§ PROBLEM DETAILS: Write the next part of the cannabis news roundup, picking up after its final item.

§ PAGE EXCERPT:
One alternative to composting unsold cannabis: cannabis festival bud pits. 😳
Barbari collaborated with fellow herbal hemp brand Xula on a novel smokable: The 1:1 Period Daze Herbal Spliff contains a strain of CBD-rich hemp from Ranchera Familia, a strain of CBG-rich hemp from High Desert Nectar, raspberry leaf, mugwort, chamomile, pink rose, and cramp bark—herbs that are associated with supporting womb health and physical discomfort during the menstrual cycle.
Mona Zhang penned an intriguing piece for POLITICO pointing out the contradictions of residency requirements and interstate commerce. In a recent decision, the 1st Circuit Court of Appeals struck down residency requirements for licenses in Maine’s medical marijuana program as contravening the Commerce Clause—a line in the U.S. Constitution that gives Congress the power to regulate interstate and international commerce. The Commerce Clause may make residency requirements legally untenable—and offer a pathway to make interstate cannabis commerce a reality sooner than later. But interstate commerce will trigger fresh chaos—just consider how testing, licensing, and labeling rules vary state by state. Until I read Zhang’s piece, I never considered interstate commerce as a real, near-term possibility, and now I’m quadruply more hesitant about rushing that prospect.
NYT published a profile on Dasheeda Dawson, New York’s freshly anointed director of Cannabis NYC. This small team, situated within the city’s government, is charged with coordinating city services to build sustainable cannabis businesses, including helping entrepreneurs apply for licenses, access financing opportunities, and navigate municipal regulations. The health equity-minded Dawson previously ran a similar office in Portland, Oregon.
Fair State Co-op—a cooperatively-owned and unionized brewery based in Minnesota—launched a “THC and CBD seltzer” called Chill State. Interestingly, it’s a hemp product made with hemp extract with a legally-limited 5mg THC and 25mg CBD per can, and it’s only flavored with terpenes from Grapefruit Kush and King Louis cultivars.

§ RECORDED INFORMATION:
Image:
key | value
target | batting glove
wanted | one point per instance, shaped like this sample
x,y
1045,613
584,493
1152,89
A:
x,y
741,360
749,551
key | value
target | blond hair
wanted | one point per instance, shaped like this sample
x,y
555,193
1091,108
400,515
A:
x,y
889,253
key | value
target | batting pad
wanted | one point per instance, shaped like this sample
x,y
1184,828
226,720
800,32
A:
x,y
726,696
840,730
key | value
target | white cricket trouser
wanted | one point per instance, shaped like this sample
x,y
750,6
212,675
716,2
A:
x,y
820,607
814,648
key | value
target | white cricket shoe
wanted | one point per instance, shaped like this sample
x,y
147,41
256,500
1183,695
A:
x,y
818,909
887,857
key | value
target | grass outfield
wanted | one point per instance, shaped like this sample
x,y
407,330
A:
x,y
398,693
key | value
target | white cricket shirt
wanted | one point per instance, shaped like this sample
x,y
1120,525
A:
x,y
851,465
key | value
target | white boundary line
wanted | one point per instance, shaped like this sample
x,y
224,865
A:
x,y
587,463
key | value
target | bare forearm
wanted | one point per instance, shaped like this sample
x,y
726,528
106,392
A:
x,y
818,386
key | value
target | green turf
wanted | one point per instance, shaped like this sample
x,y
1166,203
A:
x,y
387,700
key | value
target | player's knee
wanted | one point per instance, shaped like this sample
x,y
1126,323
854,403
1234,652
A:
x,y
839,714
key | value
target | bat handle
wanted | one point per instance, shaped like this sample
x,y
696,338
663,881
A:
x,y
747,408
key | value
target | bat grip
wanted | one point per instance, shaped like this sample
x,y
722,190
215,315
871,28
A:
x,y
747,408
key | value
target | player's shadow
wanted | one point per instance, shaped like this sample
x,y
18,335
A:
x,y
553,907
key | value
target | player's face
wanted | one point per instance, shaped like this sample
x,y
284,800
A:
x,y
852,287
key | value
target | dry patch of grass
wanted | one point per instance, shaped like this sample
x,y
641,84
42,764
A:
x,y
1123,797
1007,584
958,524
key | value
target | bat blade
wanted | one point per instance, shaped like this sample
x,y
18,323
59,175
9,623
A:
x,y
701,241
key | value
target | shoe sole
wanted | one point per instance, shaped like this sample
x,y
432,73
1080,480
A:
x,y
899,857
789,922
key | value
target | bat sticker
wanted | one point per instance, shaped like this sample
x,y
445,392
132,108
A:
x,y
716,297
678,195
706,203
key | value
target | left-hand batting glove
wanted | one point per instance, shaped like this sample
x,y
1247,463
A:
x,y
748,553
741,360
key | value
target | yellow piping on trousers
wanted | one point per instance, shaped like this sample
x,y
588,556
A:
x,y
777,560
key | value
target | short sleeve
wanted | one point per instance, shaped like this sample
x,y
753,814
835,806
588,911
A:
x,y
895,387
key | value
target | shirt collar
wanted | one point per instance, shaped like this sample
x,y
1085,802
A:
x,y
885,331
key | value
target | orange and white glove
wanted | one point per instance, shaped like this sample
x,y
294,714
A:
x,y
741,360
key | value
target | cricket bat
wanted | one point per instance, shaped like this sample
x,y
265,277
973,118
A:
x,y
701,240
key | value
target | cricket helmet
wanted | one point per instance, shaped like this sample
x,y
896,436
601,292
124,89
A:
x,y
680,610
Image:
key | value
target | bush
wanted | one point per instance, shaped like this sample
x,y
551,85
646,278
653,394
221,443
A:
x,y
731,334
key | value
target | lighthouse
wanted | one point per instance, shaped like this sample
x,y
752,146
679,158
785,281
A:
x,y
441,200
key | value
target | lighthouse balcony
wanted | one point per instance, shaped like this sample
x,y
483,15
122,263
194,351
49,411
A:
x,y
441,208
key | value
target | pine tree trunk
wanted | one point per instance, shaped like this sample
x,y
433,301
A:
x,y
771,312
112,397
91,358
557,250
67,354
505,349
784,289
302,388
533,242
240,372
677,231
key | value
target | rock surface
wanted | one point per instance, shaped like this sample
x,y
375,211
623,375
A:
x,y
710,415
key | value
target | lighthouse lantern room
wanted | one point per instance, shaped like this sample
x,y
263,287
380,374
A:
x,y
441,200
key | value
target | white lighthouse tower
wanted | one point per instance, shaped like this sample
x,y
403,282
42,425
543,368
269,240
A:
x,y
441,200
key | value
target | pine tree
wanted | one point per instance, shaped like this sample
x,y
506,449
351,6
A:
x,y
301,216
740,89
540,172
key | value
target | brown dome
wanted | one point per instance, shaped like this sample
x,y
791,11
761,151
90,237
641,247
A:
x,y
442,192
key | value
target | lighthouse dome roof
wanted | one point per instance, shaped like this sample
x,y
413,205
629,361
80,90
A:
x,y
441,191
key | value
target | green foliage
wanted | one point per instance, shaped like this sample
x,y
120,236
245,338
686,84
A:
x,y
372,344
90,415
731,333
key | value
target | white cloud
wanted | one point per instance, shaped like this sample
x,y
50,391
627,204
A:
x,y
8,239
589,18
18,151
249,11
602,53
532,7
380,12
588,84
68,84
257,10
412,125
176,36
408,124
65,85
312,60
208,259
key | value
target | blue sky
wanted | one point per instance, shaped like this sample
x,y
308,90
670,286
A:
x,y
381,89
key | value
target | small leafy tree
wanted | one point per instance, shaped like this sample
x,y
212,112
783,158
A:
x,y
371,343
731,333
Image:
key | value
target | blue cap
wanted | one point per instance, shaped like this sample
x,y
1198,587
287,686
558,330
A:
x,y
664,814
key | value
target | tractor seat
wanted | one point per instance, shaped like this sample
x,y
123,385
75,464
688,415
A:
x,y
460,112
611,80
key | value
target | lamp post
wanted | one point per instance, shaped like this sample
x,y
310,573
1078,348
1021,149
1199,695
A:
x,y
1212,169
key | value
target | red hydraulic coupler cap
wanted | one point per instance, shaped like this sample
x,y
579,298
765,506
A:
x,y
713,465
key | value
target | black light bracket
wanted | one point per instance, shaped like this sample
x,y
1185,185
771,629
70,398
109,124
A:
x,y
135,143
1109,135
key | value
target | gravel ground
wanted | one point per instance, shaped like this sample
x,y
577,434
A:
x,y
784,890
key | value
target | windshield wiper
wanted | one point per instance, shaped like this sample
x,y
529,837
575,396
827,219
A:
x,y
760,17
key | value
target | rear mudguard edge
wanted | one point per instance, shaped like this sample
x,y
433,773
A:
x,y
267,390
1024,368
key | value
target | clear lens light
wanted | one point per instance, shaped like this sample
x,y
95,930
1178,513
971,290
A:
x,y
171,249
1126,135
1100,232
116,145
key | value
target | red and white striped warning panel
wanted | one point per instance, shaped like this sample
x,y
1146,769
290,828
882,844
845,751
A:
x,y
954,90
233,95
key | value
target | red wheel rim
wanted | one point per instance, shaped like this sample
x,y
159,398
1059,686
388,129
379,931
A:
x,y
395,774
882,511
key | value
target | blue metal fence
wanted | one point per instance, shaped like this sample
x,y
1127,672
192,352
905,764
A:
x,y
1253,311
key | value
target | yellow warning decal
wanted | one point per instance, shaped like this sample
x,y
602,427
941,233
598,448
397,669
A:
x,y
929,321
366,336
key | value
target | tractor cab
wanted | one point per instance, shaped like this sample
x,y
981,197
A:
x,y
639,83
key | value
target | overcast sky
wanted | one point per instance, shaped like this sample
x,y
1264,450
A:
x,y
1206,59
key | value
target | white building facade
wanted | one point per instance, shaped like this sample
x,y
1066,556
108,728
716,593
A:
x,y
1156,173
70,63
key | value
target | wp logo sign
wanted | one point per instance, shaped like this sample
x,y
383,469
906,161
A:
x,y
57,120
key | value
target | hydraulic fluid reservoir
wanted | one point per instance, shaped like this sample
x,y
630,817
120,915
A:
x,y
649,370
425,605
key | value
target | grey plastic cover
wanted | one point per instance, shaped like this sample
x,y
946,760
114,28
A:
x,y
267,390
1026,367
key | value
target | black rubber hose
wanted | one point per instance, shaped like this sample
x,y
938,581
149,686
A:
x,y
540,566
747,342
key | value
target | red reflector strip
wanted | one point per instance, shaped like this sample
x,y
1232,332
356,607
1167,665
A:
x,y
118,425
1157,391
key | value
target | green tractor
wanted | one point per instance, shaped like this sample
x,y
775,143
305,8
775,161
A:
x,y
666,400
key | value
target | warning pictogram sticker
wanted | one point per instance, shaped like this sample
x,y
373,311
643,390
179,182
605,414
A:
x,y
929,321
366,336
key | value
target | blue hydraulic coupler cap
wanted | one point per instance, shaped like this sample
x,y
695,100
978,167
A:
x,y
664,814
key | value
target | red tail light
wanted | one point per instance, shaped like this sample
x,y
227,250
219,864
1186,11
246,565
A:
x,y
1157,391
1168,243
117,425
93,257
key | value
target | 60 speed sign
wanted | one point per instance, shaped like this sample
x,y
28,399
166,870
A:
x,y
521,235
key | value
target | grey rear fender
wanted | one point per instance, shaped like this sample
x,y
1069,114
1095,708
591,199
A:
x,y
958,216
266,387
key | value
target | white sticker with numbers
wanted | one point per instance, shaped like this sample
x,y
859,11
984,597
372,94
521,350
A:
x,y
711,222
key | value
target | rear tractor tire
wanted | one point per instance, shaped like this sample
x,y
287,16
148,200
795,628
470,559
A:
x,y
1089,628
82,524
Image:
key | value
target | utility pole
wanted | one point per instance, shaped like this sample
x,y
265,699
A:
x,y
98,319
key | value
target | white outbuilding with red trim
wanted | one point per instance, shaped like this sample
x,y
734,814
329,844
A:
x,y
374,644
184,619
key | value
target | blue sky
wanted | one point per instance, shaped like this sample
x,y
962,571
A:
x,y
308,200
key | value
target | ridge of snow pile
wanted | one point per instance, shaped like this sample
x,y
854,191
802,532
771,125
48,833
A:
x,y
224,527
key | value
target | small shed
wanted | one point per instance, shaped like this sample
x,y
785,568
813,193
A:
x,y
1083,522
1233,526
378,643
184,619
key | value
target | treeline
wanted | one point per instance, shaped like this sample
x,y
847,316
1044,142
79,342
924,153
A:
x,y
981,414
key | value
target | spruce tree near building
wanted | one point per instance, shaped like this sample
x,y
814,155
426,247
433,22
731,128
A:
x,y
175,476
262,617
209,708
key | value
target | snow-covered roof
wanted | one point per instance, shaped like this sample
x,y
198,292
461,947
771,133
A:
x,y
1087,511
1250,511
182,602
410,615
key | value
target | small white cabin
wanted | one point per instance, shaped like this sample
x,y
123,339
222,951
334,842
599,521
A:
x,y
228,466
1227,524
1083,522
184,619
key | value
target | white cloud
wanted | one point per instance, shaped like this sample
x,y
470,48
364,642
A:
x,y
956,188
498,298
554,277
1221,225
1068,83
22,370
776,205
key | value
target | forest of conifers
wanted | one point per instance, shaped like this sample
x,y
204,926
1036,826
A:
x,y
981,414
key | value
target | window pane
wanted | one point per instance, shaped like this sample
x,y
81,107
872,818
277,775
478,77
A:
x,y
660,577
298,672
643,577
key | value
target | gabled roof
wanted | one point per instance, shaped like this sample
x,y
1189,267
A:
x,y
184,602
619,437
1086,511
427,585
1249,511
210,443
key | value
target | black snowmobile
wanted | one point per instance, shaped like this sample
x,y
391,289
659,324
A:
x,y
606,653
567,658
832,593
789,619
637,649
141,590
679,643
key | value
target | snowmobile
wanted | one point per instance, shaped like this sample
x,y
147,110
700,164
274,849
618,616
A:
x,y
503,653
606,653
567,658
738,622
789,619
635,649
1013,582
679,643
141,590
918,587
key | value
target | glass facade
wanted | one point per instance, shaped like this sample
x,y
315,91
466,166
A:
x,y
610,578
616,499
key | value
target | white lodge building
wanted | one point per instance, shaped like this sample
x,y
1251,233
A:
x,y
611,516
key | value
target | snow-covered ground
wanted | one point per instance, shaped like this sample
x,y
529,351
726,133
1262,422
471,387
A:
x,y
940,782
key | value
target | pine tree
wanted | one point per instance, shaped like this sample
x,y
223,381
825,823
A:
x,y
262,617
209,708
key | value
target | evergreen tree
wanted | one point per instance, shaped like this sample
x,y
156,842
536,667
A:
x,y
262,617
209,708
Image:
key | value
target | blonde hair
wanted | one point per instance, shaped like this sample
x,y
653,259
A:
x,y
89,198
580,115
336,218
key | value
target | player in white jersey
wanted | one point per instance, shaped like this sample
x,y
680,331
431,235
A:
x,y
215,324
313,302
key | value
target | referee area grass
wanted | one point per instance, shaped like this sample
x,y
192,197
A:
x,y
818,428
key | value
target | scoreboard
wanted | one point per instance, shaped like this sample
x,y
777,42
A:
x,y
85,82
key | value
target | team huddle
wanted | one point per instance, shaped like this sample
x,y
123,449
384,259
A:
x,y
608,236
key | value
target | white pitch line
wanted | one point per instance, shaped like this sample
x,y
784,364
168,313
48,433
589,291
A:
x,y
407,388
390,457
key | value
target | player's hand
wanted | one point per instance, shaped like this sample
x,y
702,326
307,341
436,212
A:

§ OUTPUT FOR THIS EXERCISE:
In Asheville, North Carolina, this Wednesday, October 19th, Legalize Appalachia will host a cannabis community meet-up and film screening of the award-winning short film “Somewhere Higher,” a powerful series of vignettes capturing the unique identities of people who enjoy cannabis. IRL attendees can join the community discussion and enjoy CBD mocktails and good company at Different Wrld. If you’re not in town, you can experience some of the night via their IG Live.
Ceramic accessory brand Summerland dropped all-black versions of their pipes and bongs, and the black apple Fruit Fantasy pipe is giving wicked witch vibes in a delightful way.
Speaking of apples: Sackville & Co. celebrated legal cannabis’ arrival in New York with a fun collection combining the visuals and concepts of the Big Apple and smoking out of an apple. The drop includes an apple grinder, a ceramic cup designed to look like NYC’s iconic blue coffee cup, and a tote emblazoned with a how-to on carving an apple pipe.
I was not wowed when I sampled Bella Thorne’s white-labeled flower eighth last year, but I am very into the smoking section of her jewelry line, which includes this adorably ornate Juliet Is The Sun Fumette Ring joint holder. With its carved band and bejeweled crown joint-holder, I can totally imagine it completing Claire Danes’ angel costume in Romeo + Juliet.